▶ _Activity_
Apart from the pictures, reproduce the data below exactly as it stands.

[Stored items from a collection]
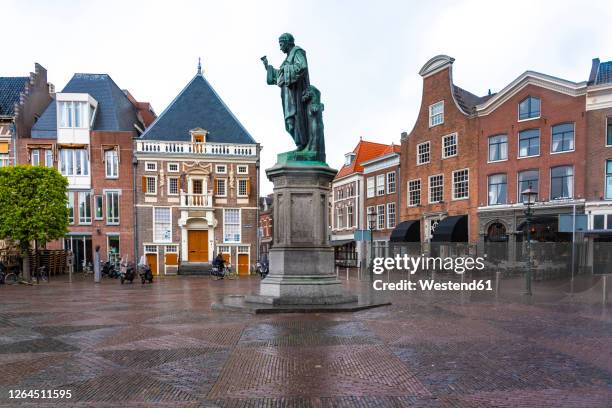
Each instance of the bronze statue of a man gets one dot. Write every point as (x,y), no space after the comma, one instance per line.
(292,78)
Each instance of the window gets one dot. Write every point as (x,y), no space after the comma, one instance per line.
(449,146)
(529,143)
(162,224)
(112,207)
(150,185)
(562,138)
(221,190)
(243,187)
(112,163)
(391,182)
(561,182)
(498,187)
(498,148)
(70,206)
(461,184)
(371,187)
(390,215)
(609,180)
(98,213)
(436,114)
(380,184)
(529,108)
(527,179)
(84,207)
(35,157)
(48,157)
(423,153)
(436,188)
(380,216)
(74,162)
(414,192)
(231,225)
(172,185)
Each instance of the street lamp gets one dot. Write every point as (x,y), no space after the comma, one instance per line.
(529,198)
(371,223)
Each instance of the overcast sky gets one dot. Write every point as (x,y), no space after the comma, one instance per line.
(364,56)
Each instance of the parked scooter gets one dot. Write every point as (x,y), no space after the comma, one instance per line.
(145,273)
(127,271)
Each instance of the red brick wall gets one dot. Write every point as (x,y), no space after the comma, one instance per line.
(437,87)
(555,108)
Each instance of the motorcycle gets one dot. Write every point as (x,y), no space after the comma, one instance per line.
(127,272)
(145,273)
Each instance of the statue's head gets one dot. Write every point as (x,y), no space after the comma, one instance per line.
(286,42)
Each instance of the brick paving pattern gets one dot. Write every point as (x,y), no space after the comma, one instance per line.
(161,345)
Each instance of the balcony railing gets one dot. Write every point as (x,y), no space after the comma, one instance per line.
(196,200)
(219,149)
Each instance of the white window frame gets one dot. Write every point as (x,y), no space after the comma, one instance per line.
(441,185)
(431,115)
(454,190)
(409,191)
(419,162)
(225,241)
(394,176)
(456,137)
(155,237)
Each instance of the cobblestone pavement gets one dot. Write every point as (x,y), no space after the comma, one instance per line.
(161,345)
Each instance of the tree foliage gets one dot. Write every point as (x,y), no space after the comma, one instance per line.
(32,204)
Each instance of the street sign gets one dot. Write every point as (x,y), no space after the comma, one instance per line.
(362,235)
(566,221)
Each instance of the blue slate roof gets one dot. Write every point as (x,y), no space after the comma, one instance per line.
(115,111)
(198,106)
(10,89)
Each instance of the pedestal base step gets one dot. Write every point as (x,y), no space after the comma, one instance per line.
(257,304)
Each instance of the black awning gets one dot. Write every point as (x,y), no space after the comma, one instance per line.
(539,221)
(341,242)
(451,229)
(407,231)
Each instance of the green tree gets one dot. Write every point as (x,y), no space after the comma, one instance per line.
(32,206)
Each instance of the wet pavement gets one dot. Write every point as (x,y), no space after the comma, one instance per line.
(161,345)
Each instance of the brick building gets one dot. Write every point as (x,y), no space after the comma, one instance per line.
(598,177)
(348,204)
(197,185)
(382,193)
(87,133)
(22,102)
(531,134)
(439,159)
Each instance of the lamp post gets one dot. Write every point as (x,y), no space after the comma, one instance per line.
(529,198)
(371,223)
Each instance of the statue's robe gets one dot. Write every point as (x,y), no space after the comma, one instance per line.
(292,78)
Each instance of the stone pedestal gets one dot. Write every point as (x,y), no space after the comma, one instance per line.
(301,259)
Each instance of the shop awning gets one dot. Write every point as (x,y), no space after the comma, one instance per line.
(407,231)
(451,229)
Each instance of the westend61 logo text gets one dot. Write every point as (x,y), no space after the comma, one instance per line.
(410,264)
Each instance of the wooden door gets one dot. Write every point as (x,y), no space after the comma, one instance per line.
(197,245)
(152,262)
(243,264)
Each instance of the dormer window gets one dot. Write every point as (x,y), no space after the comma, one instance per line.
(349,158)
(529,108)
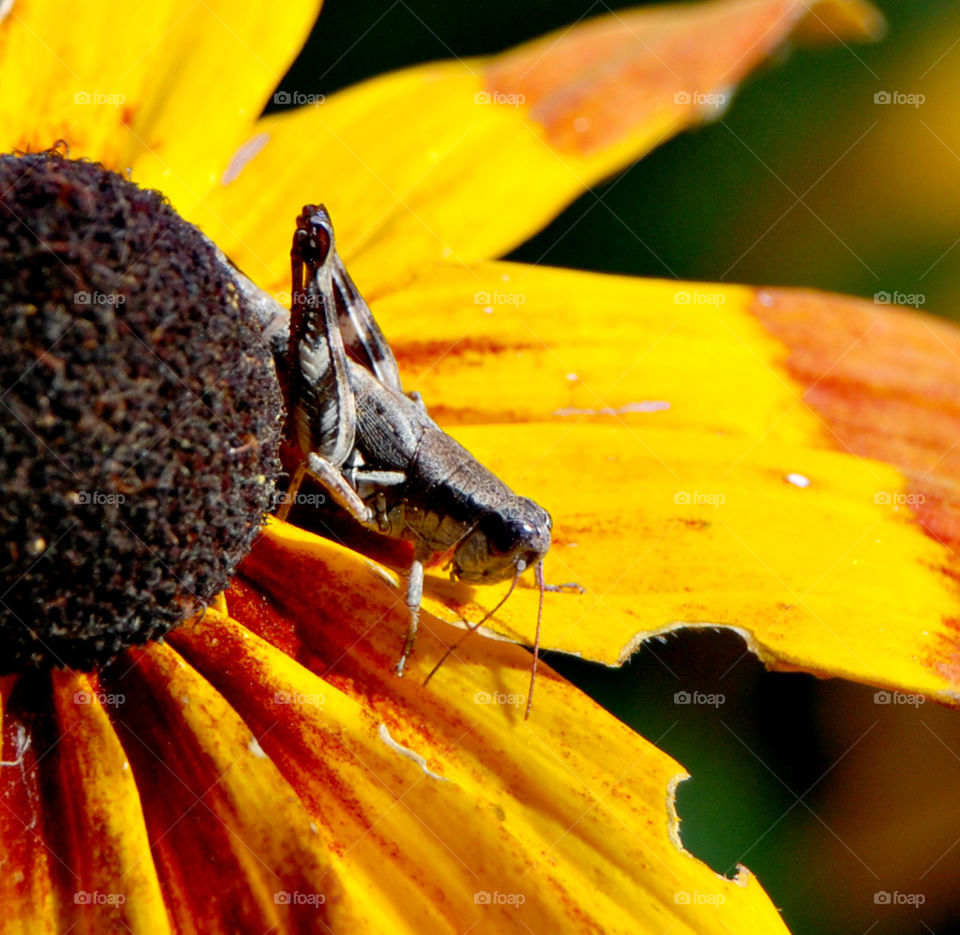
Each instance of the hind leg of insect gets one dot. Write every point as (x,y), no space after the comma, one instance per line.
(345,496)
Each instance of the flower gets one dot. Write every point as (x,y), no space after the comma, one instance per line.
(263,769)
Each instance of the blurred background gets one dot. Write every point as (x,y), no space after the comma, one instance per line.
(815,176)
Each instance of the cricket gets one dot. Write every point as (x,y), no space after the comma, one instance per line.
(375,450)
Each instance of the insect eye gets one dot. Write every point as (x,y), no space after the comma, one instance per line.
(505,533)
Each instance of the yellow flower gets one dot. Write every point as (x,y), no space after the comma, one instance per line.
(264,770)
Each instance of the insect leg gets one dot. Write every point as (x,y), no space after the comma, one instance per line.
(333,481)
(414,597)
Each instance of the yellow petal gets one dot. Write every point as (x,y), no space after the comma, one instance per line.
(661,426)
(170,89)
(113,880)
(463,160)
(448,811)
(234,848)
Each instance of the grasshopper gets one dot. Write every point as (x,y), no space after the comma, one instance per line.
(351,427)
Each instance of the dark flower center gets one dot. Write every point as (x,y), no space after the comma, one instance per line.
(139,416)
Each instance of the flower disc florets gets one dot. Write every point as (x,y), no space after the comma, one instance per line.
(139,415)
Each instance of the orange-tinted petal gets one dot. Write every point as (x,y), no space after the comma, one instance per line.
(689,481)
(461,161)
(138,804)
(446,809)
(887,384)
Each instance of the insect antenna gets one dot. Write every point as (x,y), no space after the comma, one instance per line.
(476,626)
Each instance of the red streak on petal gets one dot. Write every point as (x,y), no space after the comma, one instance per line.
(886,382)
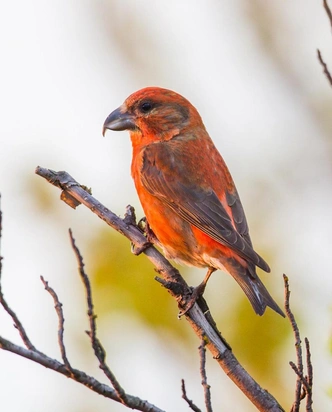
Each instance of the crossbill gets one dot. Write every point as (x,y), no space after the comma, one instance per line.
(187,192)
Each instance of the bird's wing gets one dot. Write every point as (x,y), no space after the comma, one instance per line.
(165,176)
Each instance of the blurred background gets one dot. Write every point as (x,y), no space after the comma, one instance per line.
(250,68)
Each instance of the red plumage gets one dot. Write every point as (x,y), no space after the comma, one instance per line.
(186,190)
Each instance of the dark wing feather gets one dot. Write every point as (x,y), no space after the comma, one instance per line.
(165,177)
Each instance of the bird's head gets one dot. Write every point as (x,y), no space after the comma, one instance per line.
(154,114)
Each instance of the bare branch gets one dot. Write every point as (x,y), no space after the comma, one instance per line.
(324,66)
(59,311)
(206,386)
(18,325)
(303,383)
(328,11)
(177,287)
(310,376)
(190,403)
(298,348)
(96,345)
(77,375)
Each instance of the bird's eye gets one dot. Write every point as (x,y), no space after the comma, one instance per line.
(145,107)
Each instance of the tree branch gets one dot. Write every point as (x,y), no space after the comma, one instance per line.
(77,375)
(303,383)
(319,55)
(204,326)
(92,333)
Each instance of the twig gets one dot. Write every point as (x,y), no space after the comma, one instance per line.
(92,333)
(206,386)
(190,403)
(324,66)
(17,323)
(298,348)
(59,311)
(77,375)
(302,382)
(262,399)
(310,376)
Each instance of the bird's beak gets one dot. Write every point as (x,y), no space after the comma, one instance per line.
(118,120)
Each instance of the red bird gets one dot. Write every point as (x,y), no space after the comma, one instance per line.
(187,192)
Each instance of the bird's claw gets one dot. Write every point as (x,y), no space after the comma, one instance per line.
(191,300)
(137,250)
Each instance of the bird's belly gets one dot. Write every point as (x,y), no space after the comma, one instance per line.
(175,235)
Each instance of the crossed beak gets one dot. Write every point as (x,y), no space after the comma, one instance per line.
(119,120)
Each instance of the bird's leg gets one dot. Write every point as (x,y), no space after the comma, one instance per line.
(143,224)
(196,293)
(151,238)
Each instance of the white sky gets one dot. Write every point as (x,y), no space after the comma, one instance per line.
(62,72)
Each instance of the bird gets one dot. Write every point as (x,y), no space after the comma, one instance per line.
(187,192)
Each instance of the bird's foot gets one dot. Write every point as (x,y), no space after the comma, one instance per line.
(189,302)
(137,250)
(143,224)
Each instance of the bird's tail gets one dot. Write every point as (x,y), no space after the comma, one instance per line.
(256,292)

▶ _Result for this task_
Each instance of the bronze statue of a man gets one dot. Write every point as (x,y), no space after the comma, one instance per line.
(292,78)
Each instance of the window gets one dot. Write every point as (x,y), no space after the comma, one instance per line.
(449,146)
(529,143)
(162,224)
(112,207)
(150,185)
(562,138)
(221,190)
(243,187)
(112,163)
(391,182)
(561,182)
(498,187)
(498,148)
(70,206)
(461,184)
(371,187)
(390,215)
(609,180)
(98,213)
(436,114)
(380,184)
(529,108)
(527,179)
(84,207)
(35,157)
(48,157)
(423,153)
(436,188)
(380,216)
(74,162)
(414,192)
(231,225)
(172,185)
Each instance of the street lamp gets one dot. Write every point as (x,y), no space after the comma, one instance per line.
(529,198)
(371,223)
Each instance of the overcast sky gets one dot. Write every point as (x,y), no space after the comma, one instance per line.
(364,56)
Each instance of the parked scooter gets one dot. Write every point as (x,y), no space after the comma, one instance per line.
(145,273)
(127,271)
Each instance of the red brick wall gets one dot. Write every point as (x,y), no space after the comma, one instance per line.
(437,87)
(555,108)
Each instance of the motorcycle gets one dot. Write every point as (x,y), no space after the comma, one instance per line.
(127,272)
(145,273)
Each instance of the statue's head gets one dot. Write every point as (x,y), no space after the comma, one instance per line.
(286,42)
Each instance of the brick paving pattern gets one dot. Write every point as (x,y), no space after the comma, one instance per line.
(161,345)
Each instance of the balcony railing gets one dot. Write every point as (x,y), no space after the comma, one instance per line.
(196,200)
(219,149)
Each instance of the white window frame gets one dot. Write every point as (x,y), no space after the comma, one instance per line.
(441,185)
(431,115)
(454,190)
(409,191)
(419,162)
(225,241)
(394,176)
(456,137)
(155,237)
Each instance of the cobblestone pavement gets one dot. Write every point as (x,y), no space after the comma, one instance per line.
(161,345)
Each instance of the tree foliage gets one dot. Write every point as (x,y), no space after the comma, one instance per line.
(32,204)
Each instance of the street sign gets one dot. Write every point as (x,y), no space after the comma, one instance per line.
(362,235)
(566,221)
Each instance of the blue slate roof gets one dot. Write every point as (x,y), no space after the comma, one instance per line.
(115,111)
(198,106)
(10,89)
Each instance of the pedestal base step gets one dot. Write every point as (x,y), no space after the comma, one instance per line.
(257,304)
Each instance of the black awning gets one dot. Write every point as (x,y), no space after the comma, one instance per line.
(539,221)
(341,242)
(451,229)
(407,231)
Each instance of the green tree gets one dot. Write every point as (x,y), no space after the comma, one instance per line.
(32,206)
Each instance of the wet pavement gets one dot. Write every point as (x,y), no space after the comma, one instance per line.
(161,345)
Each instance of the brick building gets one dot. Write every point as (x,y), no space after the comma, one instance per line.
(598,177)
(348,204)
(197,185)
(382,193)
(87,133)
(22,102)
(531,134)
(439,159)
Each instance of the lamp post gets one dot. Write every point as (x,y), no space after the comma, one instance per line.
(529,198)
(371,223)
Each instance of the statue's robe gets one dot. Write every point as (x,y), no space after the comma, one instance per line.
(292,78)
Each instance of the stone pedestal gets one dot. Write every point as (x,y), no space after the comma, one instance per line.
(301,259)
Each instance of the shop awning gets one dot. Write every point as (x,y), no space after the comma, one instance per line.
(407,231)
(451,229)
Each instance of the westend61 logo text gets one dot. Write every point as (x,y), no space after the comma, one instance per line.
(410,264)
Each instance of the wooden door gets one dot. Write every point as (x,y), no space after the comma, one instance per line.
(197,245)
(152,262)
(243,264)
Each instance of the dormer window gets one dot. Write every point as (x,y), no space after the comma, one instance per line.
(349,158)
(529,108)
Each instance of the hind leg of insect gets one dot. Write every point as (x,y), no space after the comma, one instance per line.
(345,496)
Each instance of the flower gets one dot. Write every point as (x,y), no space after the comma, one instance per line.
(263,769)
Each instance of the blurred background gets one dot. Write every point as (x,y), no space after the comma, one instance per line.
(815,176)
Each instance of the cricket gets one dot. Write every point as (x,y), no space after the comma, one instance per line.
(375,450)
Each instance of the insect eye gets one dot. Write every point as (x,y), no space after the comma, one instance per line.
(505,533)
Each instance of the yellow flower gets one dot. Write every point as (x,y), no space after the comma, one instance per line.
(264,770)
Each instance of the insect leg gets one dot. Write every point as (x,y), no space after the comma, one instance per line.
(333,481)
(414,597)
Each instance of the yellow petal gets one dot. Write every point as (x,y), no space after the comma, one instance per line.
(661,426)
(170,89)
(113,880)
(463,160)
(448,811)
(234,848)
Each instance of the grasshopper gets one dot. Write every point as (x,y), no space after the comma, one instance per line.
(351,427)
Each instance of the dark flower center gets one dot. Write every point as (x,y), no space after the comma, one instance per line.
(139,416)
Each instance of the flower disc florets gets one dot. Write every point as (x,y), no space after the comma, one instance per line.
(139,415)
Each instance of the orange-tinted petal gets one dot. Write every point as (x,y), no space after the comma, one instance per line.
(689,481)
(461,161)
(138,804)
(446,809)
(887,384)
Each instance of the insect antenna gets one dot. Write every point as (x,y), no space after the comma, one instance per line.
(476,626)
Each instance of the red streak on petal gets one dot. Write every point as (x,y), no space after the comma, one instance per line.
(886,382)
Each instance of the crossbill gets one dot. Write every point as (x,y), no space after the comma, one instance per line.
(187,192)
Each instance of the bird's wing gets one dot. Write every point as (x,y), no space after the comma, one instance per line.
(165,176)
Each instance of the blurred background gets one dot. Write every point as (x,y), no space after the comma, one instance per line.
(250,68)
Each instance of the red plumage gets one dot. Write every point as (x,y), no space after the comma, one instance per line.
(186,190)
Each instance of the dark wing feather gets one dot. Write every point as (x,y), no space after the comma, one instance per line.
(165,177)
Each instance of the bird's head gets one dot. Write every point as (x,y), no space after the comma, one instance per line.
(154,114)
Each instance of the bare branch gets one dot. Write every point as (x,y), no space after the comma, one instance per line.
(324,66)
(59,311)
(206,386)
(18,325)
(303,383)
(328,11)
(177,287)
(310,376)
(190,403)
(298,348)
(96,345)
(77,375)
Each instance of the bird's eye gets one dot. Write every point as (x,y), no space after the comma, one instance per line.
(145,107)
Each instance of the tree branch gets one dot. Write every point as (x,y), no space after the comma, one instance per line.
(77,375)
(303,383)
(319,55)
(204,326)
(92,333)
Each instance of the twig gets one dot. Write every point as (x,y), no space after the comma, one instance per line.
(92,333)
(206,386)
(190,403)
(324,66)
(17,323)
(298,348)
(59,311)
(77,375)
(302,382)
(262,399)
(310,376)
Each instance of the bird's beak gets one dot. Write every point as (x,y), no space after the comma, one instance per line.
(118,120)
Each instance of the red bird gets one dot. Write every point as (x,y), no space after the comma, one instance per line.
(187,192)
Each instance of the bird's claw gets one dot. Write every point as (x,y), no space after the comma, one instance per line.
(191,300)
(137,250)
Each instance of the bird's belly gets one dot. Write every point as (x,y), no space after the comma, one instance per line.
(175,235)
Each instance of the crossed beak gets one dot. Write every point as (x,y), no space after the comma, one instance per line.
(119,120)
Each instance of the bird's leg gets one dot. Write every point as (x,y), no space after the comma, one instance per line.
(143,224)
(196,293)
(151,238)
Each instance of the white sky gets one dot. Write every point as (x,y), no space after the comma, one instance per line.
(62,72)
Each instance of the bird gets one dot. Write every point as (x,y), no space after the comma, one instance per line.
(187,192)
Each instance of the bird's foot gets one dot. Write every point as (x,y), no space after the comma, one instance per line.
(189,302)
(137,250)
(143,224)
Each instance of the bird's tail gets one dot. Write every point as (x,y), no space after the comma, one instance per line.
(256,292)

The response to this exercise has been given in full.